Objectives:
1 – Can you repeat the part of the Qubes GPU pass-through guide starting with "Author's Note: This" and going on through "all hardware configurations.", word for word?
2 – Which package does the Qubes GPU pass-through guide say causes the dependency conflicts that break standard Nvidia driver installations?
3 – Can you carry the Qubes GPU pass-through guide forward by writing the next part after its final sentence?

Selected text:
◇ ◇ ◇ ◇ ◇

Nvidia GPU Pass-through on Qubes 4.3 (Fedora 43 Template)

Original forum link
https://forum.qubes-os.org/t/37795
Original poster
hUt4Ke107Y7VyK
Editors
hUt4Ke107Y7VyK
Created at
2025-12-09 10:15:23
Last wiki edit
2025-12-10 09:47:23
Revisions
1 revision
Posts count
1
Likes count
0

Author's Note: This guide addresses specific dependency conflicts involving the grubby-dummy package that break standard Nvidia driver installations in Qubes. It implements a fully automated "native DNF" solution using an improved custom dummy package and DNF5 hooks, eliminating the need for manual wrapper scripts during updates.


⚠️ WARNINGS AND DISCLAIMERS

  1. Security: This setup weakens isolation and is not recommended for high-security contexts.
  2. Compatibility: This might not work with all hardware configurations.
  3. Stability: Updates might beak this setup.

Phase 1: Dom0 Configuration

We need to isolate the GPU from Dom0 so it can be passed to a VM.

◇ ◇ ◇ ◇ ◇

Pointing records
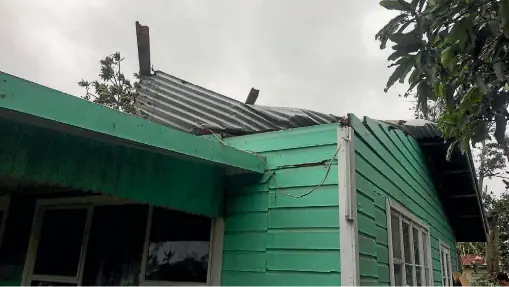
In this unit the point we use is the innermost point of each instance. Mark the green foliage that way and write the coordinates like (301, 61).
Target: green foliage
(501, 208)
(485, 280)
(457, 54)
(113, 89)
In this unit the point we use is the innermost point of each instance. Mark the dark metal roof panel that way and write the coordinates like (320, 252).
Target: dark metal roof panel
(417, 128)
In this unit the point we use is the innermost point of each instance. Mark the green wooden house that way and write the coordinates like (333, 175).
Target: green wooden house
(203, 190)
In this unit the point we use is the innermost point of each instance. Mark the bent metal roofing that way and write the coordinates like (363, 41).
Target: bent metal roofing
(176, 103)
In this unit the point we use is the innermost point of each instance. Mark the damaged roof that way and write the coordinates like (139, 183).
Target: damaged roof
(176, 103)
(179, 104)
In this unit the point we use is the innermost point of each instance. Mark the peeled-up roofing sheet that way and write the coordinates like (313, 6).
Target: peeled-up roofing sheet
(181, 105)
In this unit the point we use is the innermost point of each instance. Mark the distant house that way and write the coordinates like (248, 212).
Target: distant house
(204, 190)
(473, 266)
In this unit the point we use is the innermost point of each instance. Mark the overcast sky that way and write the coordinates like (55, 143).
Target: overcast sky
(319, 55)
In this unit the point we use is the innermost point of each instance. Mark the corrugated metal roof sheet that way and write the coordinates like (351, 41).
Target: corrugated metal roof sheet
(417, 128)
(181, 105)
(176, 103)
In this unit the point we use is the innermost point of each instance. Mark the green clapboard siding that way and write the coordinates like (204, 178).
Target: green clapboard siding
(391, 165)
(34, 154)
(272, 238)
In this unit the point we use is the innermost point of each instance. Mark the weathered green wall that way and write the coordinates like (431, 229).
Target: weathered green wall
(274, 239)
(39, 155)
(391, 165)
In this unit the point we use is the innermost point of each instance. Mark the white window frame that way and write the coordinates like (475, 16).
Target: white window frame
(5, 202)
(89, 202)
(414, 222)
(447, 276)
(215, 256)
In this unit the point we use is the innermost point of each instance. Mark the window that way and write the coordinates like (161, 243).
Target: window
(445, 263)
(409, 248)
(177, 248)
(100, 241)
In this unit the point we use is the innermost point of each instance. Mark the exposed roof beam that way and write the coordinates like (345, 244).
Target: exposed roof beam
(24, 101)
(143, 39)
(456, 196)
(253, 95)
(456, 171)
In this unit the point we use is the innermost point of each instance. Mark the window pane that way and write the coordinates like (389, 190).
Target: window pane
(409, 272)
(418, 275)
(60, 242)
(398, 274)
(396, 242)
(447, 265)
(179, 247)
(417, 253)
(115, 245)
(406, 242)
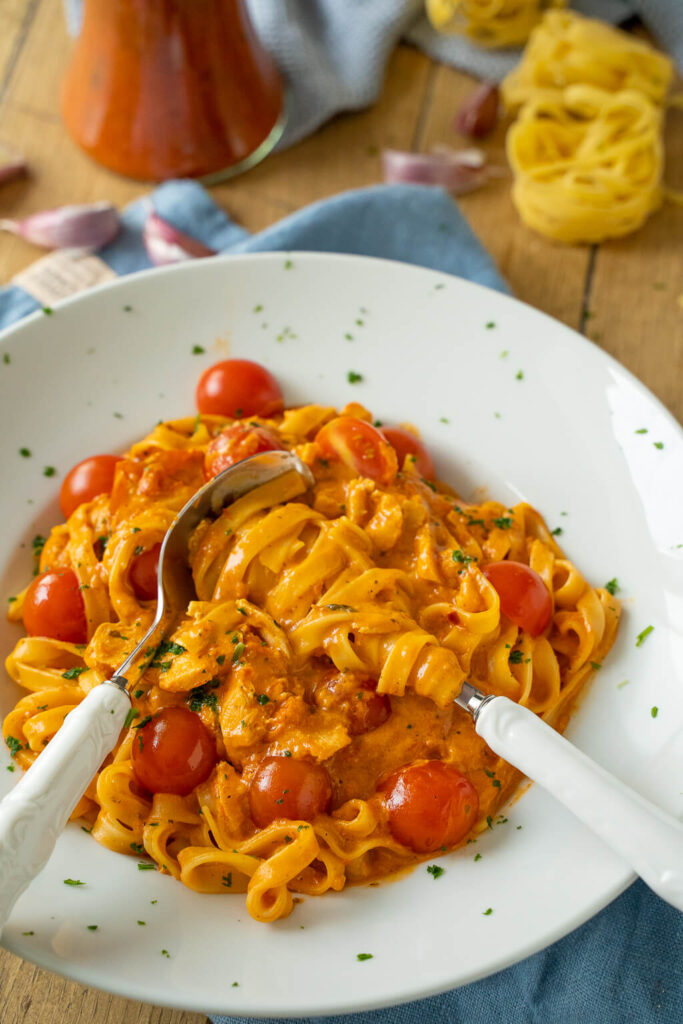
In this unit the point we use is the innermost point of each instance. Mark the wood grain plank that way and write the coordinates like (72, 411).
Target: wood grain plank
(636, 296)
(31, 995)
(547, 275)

◇ ◇ ◇ ◇ ◇

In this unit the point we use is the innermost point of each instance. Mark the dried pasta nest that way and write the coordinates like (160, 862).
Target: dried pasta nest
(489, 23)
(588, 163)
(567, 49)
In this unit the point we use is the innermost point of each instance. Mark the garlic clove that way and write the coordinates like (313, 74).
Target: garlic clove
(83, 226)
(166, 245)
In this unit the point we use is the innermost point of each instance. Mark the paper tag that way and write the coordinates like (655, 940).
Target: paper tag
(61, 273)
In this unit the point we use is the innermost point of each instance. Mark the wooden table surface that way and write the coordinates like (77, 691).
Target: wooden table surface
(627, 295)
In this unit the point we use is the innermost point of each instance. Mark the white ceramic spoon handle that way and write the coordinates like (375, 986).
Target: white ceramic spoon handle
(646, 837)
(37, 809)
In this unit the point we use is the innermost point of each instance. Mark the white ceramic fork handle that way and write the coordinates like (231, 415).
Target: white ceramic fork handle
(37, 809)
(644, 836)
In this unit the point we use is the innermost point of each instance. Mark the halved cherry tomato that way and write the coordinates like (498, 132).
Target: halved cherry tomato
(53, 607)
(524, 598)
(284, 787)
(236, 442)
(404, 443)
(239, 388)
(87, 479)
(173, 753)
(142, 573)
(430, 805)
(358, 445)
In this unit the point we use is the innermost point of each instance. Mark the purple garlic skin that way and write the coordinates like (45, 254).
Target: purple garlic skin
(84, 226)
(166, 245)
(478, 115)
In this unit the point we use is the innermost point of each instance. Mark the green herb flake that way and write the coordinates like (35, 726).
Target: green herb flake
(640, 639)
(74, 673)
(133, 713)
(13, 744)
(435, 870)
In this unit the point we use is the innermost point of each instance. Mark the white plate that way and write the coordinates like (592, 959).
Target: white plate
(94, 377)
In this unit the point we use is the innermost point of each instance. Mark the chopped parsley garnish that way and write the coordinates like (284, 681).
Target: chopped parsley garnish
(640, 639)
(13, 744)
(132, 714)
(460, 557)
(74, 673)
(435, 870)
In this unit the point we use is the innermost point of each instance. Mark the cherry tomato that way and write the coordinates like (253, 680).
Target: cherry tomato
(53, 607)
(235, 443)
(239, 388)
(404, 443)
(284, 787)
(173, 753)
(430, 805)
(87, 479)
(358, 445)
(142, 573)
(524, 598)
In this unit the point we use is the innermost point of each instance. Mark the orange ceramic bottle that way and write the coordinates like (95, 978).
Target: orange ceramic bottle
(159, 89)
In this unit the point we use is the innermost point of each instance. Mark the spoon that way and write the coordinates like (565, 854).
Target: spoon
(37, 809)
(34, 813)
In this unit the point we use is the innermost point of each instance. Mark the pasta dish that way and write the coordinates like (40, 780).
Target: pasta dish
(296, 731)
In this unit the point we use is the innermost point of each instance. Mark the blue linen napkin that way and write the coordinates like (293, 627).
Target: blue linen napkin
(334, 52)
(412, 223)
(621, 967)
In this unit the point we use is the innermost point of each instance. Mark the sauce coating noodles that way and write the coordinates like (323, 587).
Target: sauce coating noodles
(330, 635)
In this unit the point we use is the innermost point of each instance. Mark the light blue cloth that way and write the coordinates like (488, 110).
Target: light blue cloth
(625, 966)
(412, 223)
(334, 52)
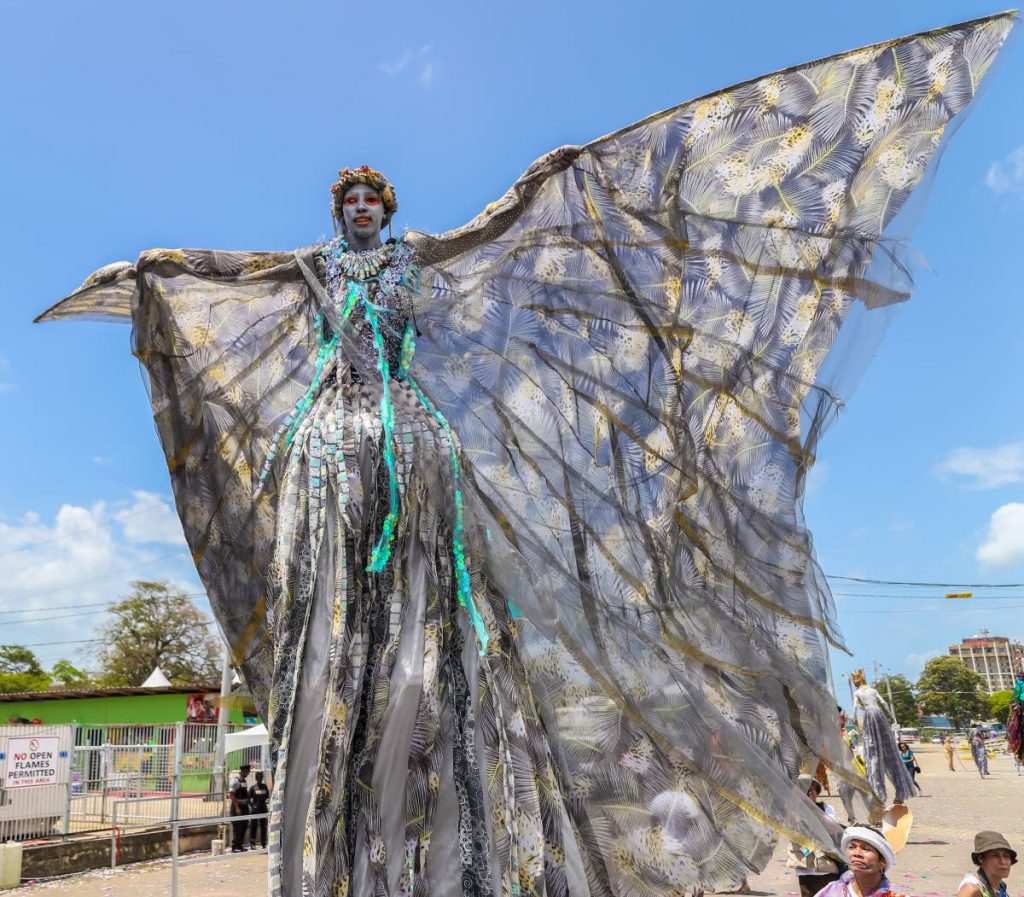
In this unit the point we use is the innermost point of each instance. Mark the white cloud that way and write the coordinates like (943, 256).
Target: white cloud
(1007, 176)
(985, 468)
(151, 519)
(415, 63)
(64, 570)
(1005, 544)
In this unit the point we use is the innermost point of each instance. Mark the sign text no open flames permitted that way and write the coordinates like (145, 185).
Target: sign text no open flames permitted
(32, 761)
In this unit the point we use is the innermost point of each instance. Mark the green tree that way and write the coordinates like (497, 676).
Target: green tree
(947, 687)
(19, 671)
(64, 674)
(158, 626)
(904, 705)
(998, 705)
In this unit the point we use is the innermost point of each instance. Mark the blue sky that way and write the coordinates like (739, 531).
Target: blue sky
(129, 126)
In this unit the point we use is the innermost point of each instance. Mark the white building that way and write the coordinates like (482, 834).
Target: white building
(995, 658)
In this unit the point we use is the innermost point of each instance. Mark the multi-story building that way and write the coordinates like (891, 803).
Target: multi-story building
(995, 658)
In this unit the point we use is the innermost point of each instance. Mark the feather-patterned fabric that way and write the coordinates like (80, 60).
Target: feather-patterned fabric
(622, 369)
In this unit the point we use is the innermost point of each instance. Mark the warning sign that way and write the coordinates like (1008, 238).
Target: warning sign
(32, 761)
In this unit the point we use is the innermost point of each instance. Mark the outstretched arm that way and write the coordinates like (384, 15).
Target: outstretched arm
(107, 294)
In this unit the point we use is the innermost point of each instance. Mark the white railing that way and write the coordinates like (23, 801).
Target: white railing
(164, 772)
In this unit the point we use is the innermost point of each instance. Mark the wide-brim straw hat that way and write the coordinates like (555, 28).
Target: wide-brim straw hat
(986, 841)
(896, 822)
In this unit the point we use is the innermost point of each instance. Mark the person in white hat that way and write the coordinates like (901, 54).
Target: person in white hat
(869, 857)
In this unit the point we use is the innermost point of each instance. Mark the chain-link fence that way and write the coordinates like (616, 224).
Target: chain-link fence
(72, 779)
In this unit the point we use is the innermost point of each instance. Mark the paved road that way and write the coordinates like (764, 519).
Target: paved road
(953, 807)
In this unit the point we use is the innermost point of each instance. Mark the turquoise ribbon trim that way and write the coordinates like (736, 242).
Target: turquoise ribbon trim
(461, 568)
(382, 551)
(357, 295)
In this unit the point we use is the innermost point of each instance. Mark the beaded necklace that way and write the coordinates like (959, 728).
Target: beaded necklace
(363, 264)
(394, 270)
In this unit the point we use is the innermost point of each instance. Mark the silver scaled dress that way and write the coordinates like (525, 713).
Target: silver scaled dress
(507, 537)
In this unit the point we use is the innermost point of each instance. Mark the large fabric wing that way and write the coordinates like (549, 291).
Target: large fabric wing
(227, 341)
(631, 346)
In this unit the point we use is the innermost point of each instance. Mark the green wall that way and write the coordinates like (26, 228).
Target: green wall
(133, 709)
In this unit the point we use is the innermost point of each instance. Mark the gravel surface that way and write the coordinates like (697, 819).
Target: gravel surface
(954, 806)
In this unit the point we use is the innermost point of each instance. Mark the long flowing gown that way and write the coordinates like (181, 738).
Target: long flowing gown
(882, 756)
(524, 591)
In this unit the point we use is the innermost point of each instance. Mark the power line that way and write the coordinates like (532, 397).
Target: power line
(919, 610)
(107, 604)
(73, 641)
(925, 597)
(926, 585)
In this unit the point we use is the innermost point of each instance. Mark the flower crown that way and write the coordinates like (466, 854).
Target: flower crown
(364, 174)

◇ ◇ ◇ ◇ ◇

Answer list:
1 –
Author's Note: This guide addresses specific dependency conflicts involving the grubby-dummy package that break standard Nvidia driver installations in Qubes. It implements a fully automated "native DNF" solution using an improved custom dummy package and DNF5 hooks, eliminating the need for manual wrapper scripts during updates.


⚠️ WARNINGS AND DISCLAIMERS

  1. Security: This setup weakens isolation and is not recommended for high-security contexts.
  2. Compatibility: This might not work with all hardware configurations.

2 – The grubby-dummy package.

3 –
  1. Identify your GPU PCI IDs: Open a terminal in Dom0 and run:

    lspci -nn | grep -i nvidia
    
    Example Output: > 05:00.0 VGA compatible controller [0300]: NVIDIA Corporation... [10de:1e04] > 05:00.1 Audio device [0403]: NVIDIA Corporation... [10de:10f7] > 05:00.2 USB controller... > 05:00.3 Serial bus controller...

  2. Hide the devices from Dom0: Edit /etc/default/grub in Dom0. Find the line GRUB_CMDLINE_LINUX and append the following (replace the IDs with your specific ones found above):

    rd.qubes.hide_pci=05:00.0,05:00.1,05:00.2,05:00.3
    
  3. Update Grub and Reboot:

    sudo grub2-mkconfig -o /boot/grub2/grub.cfg
    sudo reboot
    


Phase 2: TemplateVM Preparation

We will create a specialized template for GPU workloads.

  1. Clone the Template: Clone your standard Fedora 43 template (e.g., fedora-43-xfce) to fedora-43-xfce-gpu.

  2. Configure Template Settings: Open Qube Settings for fedora-43-xfce-gpu:

  3. Install Build Tools: Start the template (or use a temporary Disposable VM) and install the necessary tools:

    sudo dnf install rpm-build rpmrebuild
    


Phase 3: The "Super-Grubby" Fix (Solving Dependency Hell)

The Nvidia driver packages have a strict dependency on /usr/bin/grubby. The standard grubby-dummy package in Qubes does not satisfy this requirement in a way that pleases the DNF5 dependency resolver, causing conflicts with upstream packages (like sdubby or the real grubby).

We solve this by building a "Super-Dummy" package that explicitly provides the binary paths and capabilities required by the driver, preventing DNF from trying to pull in conflicting packages.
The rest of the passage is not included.